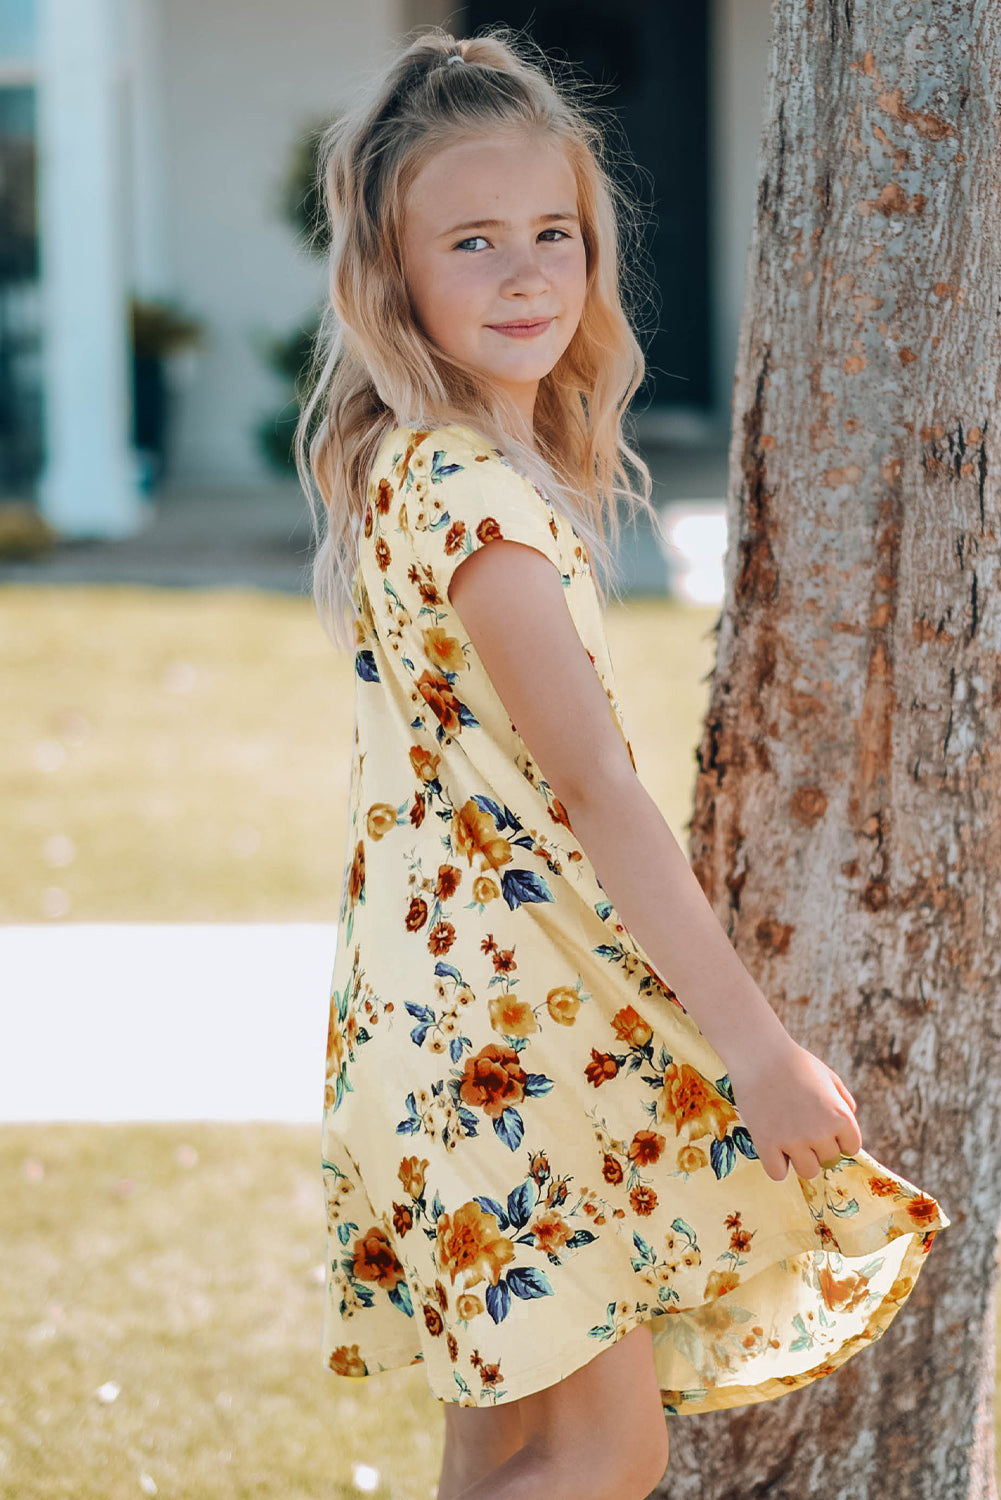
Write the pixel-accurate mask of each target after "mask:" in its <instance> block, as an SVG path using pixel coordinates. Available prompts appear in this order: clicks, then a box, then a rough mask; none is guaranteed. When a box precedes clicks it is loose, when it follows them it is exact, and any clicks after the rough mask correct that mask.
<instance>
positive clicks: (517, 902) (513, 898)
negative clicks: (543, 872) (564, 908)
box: [501, 870, 555, 912]
mask: <svg viewBox="0 0 1001 1500" xmlns="http://www.w3.org/2000/svg"><path fill="white" fill-rule="evenodd" d="M501 889H503V891H504V900H506V901H507V904H509V906H510V909H512V912H513V910H516V909H518V906H521V904H522V901H552V900H555V897H554V894H552V891H551V889H549V886H548V885H546V882H545V879H543V876H540V874H537V873H536V871H534V870H506V871H504V874H503V876H501Z"/></svg>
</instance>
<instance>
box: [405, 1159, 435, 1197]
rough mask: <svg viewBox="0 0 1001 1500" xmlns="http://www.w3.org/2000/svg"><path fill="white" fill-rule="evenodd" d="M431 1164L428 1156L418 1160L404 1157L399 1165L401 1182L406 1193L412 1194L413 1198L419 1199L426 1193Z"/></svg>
mask: <svg viewBox="0 0 1001 1500" xmlns="http://www.w3.org/2000/svg"><path fill="white" fill-rule="evenodd" d="M429 1166H431V1163H429V1161H428V1158H426V1157H423V1158H422V1160H417V1157H404V1160H402V1161H401V1164H399V1173H398V1176H399V1181H401V1182H402V1185H404V1193H410V1196H411V1199H419V1197H420V1194H422V1193H423V1191H425V1178H426V1175H428V1167H429Z"/></svg>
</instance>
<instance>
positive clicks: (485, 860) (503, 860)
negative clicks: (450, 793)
mask: <svg viewBox="0 0 1001 1500" xmlns="http://www.w3.org/2000/svg"><path fill="white" fill-rule="evenodd" d="M452 847H453V849H455V852H456V853H464V855H465V858H467V862H468V864H473V855H474V853H476V850H479V852H480V855H482V856H483V864H485V865H494V867H495V865H498V864H507V861H509V859H510V858H512V853H510V844H509V841H507V840H506V838H501V835H500V834H498V831H497V823H495V822H494V819H492V817H491V814H489V813H485V811H482V810H480V808H479V807H477V805H476V802H474V801H473V798H471V796H470V798H468V801H465V802H464V804H462V807H461V808H459V810H458V813H453V814H452Z"/></svg>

-- Request --
Render all of the data above as a Markdown table with the columns Row and Content, placing each nonblank line in its own row and numbering the rows in order. Omit the pictures from the table.

-- Solution to this task --
| Row | Content |
|---|---|
| 1 | Write the pixel-accurate mask of each target after "mask:" in its <instance> block, as an SVG path using pixel coordinates. Available prompts appear in this order: clicks, then a box, then a rough mask; none is guaranteed. When a box precedes clicks it is loose, when it follows them it is exact, and any clicks after the rough mask correct that mask. |
| 2 | <instance> |
| 3 | positive clicks: (517, 902) (513, 898) |
| 4 | negative clicks: (543, 872) (564, 908) |
| 5 | box: [501, 870, 555, 912] |
| 6 | mask: <svg viewBox="0 0 1001 1500" xmlns="http://www.w3.org/2000/svg"><path fill="white" fill-rule="evenodd" d="M501 889H503V891H504V900H506V901H507V904H509V906H510V909H512V912H513V910H516V909H518V906H521V904H522V901H552V900H555V897H554V894H552V891H551V889H549V886H548V885H546V882H545V879H543V876H540V874H537V873H536V871H534V870H506V871H504V874H503V876H501Z"/></svg> |
| 7 | </instance> |
| 8 | <instance> |
| 9 | box: [405, 1159, 435, 1197] |
| 10 | rough mask: <svg viewBox="0 0 1001 1500" xmlns="http://www.w3.org/2000/svg"><path fill="white" fill-rule="evenodd" d="M431 1164L428 1156L418 1160L404 1157L399 1165L401 1182L406 1193L412 1194L413 1198L419 1199L426 1193Z"/></svg> |
| 11 | mask: <svg viewBox="0 0 1001 1500" xmlns="http://www.w3.org/2000/svg"><path fill="white" fill-rule="evenodd" d="M429 1166H431V1163H429V1161H428V1158H426V1157H423V1158H422V1160H417V1157H404V1160H402V1161H401V1164H399V1173H398V1176H399V1181H401V1182H402V1185H404V1193H410V1196H411V1199H419V1197H420V1194H422V1193H423V1191H425V1178H426V1175H428V1167H429Z"/></svg> |
| 12 | </instance> |
| 13 | <instance> |
| 14 | positive clicks: (485, 860) (503, 860) |
| 15 | negative clicks: (450, 793) |
| 16 | mask: <svg viewBox="0 0 1001 1500" xmlns="http://www.w3.org/2000/svg"><path fill="white" fill-rule="evenodd" d="M452 847H453V849H455V852H456V853H464V855H465V858H467V862H468V864H473V855H474V853H476V850H479V852H480V855H482V856H483V864H485V865H494V867H495V865H498V864H507V861H509V859H510V858H512V853H510V844H509V841H507V840H506V838H501V835H500V834H498V831H497V823H495V822H494V819H492V817H491V814H489V813H485V811H482V810H480V808H479V807H477V805H476V802H474V801H473V798H471V796H470V798H468V801H465V802H464V804H462V807H461V808H459V810H458V813H453V814H452Z"/></svg> |